REQUIREMENT:
Only the lines from the one containing "pixel 598 31." through the last line of the entries are wanted. Transcribe them exactly.

Point localization data:
▼▼▼

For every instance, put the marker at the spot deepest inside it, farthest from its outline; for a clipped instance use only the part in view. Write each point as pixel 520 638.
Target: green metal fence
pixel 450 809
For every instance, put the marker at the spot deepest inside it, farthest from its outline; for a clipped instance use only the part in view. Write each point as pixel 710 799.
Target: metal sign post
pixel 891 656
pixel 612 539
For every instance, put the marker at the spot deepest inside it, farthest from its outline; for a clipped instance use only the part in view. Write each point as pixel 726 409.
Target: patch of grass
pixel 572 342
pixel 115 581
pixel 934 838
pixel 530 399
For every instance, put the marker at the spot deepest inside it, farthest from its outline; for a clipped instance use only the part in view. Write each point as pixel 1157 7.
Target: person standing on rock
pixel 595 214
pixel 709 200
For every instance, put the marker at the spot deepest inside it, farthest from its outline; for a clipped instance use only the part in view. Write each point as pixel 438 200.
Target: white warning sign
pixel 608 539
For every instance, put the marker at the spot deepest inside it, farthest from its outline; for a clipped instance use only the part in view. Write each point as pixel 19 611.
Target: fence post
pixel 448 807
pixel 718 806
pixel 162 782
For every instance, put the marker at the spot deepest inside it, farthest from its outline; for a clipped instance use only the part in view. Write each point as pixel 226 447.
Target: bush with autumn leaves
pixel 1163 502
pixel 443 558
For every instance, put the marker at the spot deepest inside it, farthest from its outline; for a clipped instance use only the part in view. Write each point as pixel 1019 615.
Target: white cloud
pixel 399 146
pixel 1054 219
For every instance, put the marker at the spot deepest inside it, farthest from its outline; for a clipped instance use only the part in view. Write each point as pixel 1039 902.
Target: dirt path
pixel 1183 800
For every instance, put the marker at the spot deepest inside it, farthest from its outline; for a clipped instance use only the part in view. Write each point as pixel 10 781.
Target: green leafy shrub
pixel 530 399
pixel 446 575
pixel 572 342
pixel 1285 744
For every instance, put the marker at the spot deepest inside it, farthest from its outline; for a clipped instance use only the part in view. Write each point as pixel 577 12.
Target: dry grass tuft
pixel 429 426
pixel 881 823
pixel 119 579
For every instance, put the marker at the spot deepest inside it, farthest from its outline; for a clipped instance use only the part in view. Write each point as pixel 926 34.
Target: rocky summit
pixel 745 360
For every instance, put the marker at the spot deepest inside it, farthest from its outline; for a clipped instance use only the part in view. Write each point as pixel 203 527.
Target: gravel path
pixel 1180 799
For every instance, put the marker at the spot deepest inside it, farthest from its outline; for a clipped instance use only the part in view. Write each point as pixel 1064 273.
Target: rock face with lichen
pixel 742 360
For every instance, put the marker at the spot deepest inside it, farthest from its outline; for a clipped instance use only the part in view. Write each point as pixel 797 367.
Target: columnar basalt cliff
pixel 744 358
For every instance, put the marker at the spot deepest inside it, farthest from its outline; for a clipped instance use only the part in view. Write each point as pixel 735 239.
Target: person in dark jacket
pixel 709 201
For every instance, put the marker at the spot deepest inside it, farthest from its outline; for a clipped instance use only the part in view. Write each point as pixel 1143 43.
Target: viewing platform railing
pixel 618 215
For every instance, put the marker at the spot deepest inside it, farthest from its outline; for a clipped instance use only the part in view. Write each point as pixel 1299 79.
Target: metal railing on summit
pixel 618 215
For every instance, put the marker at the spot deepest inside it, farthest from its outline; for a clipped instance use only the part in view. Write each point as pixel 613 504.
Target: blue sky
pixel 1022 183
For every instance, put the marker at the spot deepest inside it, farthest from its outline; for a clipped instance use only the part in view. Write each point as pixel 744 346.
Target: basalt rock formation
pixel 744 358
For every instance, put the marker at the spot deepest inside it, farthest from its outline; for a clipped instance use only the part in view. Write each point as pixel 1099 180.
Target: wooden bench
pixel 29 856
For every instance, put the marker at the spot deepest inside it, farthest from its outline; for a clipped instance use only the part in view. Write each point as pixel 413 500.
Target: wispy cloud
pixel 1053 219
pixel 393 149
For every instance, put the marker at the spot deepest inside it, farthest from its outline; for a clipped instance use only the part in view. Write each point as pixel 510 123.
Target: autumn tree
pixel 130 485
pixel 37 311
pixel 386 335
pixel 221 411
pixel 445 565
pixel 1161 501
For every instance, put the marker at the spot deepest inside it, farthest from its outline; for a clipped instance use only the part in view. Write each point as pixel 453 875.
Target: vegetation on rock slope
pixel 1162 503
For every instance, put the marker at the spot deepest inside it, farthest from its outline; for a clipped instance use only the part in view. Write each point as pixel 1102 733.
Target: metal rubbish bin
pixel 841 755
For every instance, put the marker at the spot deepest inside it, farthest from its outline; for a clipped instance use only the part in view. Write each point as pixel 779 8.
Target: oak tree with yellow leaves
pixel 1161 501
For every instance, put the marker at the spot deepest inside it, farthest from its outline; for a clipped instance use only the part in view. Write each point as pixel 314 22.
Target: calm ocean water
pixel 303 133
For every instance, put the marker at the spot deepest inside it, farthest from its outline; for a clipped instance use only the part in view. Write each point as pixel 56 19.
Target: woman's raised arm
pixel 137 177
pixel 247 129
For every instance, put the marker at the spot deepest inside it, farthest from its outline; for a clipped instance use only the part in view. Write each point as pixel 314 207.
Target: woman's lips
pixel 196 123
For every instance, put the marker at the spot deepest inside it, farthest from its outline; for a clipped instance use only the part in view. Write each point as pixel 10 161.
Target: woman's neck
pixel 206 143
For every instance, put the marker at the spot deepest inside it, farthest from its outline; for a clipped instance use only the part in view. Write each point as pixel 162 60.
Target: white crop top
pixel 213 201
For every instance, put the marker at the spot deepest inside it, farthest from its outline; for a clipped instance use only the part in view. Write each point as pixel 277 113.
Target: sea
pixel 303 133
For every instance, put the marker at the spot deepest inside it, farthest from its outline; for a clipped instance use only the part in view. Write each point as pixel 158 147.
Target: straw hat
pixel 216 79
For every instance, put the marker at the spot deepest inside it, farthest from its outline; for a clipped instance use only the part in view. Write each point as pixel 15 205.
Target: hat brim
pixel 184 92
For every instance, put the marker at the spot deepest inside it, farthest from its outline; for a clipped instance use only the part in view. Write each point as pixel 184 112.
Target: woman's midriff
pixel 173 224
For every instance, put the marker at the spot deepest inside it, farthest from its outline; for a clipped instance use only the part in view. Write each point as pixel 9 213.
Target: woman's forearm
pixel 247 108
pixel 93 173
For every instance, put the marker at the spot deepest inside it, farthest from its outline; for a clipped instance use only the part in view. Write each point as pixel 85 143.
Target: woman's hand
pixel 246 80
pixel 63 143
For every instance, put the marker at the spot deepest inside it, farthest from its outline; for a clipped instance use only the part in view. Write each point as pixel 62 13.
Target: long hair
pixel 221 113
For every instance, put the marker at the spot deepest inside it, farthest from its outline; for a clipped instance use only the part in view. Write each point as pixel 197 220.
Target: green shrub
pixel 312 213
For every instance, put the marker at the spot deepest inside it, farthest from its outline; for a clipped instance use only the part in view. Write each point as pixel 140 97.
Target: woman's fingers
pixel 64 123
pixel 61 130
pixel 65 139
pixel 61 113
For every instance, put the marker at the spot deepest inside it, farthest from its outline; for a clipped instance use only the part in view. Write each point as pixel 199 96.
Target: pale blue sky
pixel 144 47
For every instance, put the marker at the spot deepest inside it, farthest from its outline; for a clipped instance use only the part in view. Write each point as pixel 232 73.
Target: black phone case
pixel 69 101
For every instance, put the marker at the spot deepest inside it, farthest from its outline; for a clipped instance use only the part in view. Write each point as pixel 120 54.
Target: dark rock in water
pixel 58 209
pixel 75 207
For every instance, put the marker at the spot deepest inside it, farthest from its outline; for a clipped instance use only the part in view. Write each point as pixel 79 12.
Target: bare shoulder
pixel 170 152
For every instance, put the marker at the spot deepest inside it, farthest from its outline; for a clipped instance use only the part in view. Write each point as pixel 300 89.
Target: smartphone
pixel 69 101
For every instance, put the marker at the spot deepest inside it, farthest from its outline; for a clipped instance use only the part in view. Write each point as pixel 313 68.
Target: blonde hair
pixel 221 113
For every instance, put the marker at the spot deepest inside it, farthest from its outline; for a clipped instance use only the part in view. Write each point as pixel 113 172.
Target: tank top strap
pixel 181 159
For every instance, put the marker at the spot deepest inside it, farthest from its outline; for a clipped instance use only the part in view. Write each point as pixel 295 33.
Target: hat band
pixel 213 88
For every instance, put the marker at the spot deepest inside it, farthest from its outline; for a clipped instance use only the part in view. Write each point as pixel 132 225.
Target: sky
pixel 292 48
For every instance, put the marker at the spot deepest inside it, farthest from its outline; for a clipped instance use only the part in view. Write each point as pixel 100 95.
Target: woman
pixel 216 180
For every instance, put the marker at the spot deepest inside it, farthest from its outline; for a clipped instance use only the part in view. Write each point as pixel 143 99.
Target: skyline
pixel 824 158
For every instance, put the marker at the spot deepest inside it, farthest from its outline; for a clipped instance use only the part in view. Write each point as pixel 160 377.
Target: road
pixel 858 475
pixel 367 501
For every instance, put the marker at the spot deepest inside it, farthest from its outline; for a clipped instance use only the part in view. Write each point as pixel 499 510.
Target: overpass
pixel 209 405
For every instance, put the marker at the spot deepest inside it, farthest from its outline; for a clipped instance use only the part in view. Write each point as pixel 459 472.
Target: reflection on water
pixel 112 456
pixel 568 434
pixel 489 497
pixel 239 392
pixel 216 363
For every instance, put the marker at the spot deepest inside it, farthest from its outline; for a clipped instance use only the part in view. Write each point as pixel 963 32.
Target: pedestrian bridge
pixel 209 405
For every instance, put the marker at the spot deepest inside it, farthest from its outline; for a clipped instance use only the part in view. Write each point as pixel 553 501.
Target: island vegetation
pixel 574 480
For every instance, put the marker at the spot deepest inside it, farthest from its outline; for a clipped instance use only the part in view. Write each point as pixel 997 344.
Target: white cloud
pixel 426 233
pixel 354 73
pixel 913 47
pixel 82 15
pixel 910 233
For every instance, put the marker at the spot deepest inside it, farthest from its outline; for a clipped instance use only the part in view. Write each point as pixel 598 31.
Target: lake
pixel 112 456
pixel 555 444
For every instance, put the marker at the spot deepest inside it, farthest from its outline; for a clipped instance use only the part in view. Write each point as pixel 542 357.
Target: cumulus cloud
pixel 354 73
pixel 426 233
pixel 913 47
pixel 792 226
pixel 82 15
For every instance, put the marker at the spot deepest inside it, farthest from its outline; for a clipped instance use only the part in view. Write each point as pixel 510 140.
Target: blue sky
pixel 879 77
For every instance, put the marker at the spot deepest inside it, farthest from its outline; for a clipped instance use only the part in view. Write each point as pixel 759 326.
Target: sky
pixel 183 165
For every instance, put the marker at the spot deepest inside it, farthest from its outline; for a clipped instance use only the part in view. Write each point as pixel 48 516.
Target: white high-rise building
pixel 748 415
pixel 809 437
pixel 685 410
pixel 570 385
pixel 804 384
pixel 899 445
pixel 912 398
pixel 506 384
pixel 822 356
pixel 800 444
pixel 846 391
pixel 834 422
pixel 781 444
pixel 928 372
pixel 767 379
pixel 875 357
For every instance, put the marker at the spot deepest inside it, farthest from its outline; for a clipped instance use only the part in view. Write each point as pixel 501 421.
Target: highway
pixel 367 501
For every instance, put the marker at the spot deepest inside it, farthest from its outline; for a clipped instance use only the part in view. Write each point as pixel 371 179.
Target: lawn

▲▲▲

FINAL ANSWER:
For every instance, put the marker at the spot deepest inside it, farthest from its outline; for a clipped instance use only the part in view. Write each point as pixel 598 31.
Target: lake
pixel 112 456
pixel 555 444
For every instance, put the marker at the spot deepest inside it, farthest from its outline; for a clipped instance use only the part in view. Write each point as pixel 542 357.
Target: cumulus cloud
pixel 354 73
pixel 426 233
pixel 913 47
pixel 792 226
pixel 82 15
For every instance, put the marker at the spot deepest inside it, farthest from its outline; for a clipped instance use only the part in view. Write each point as pixel 510 140.
Target: blue sky
pixel 879 77
For every instance, put the marker at the spot deepest inside it, farthest from its outline; for a clipped instance use only the part in view. Write each point as pixel 759 326.
Target: sky
pixel 183 165
For every instance, put the marker at the spot deepest inside it, farthest from its outline; for a clipped instance use only the part in view. Write each point as pixel 48 516.
Target: white high-rise building
pixel 748 415
pixel 809 437
pixel 685 410
pixel 570 385
pixel 804 384
pixel 899 445
pixel 912 398
pixel 506 384
pixel 822 356
pixel 800 444
pixel 846 391
pixel 834 422
pixel 781 444
pixel 928 372
pixel 767 379
pixel 875 357
For every instance, put the marker at the spot deepest inside it, farthest from its outline; for a clipped instance use only the part in view. Write each point as pixel 501 421.
Target: highway
pixel 367 501
For every instance, put the marker at the spot deepest inside it, farthest from its outline; for a clipped instance use only the part in view. Write each point as pixel 371 179.
Target: lawn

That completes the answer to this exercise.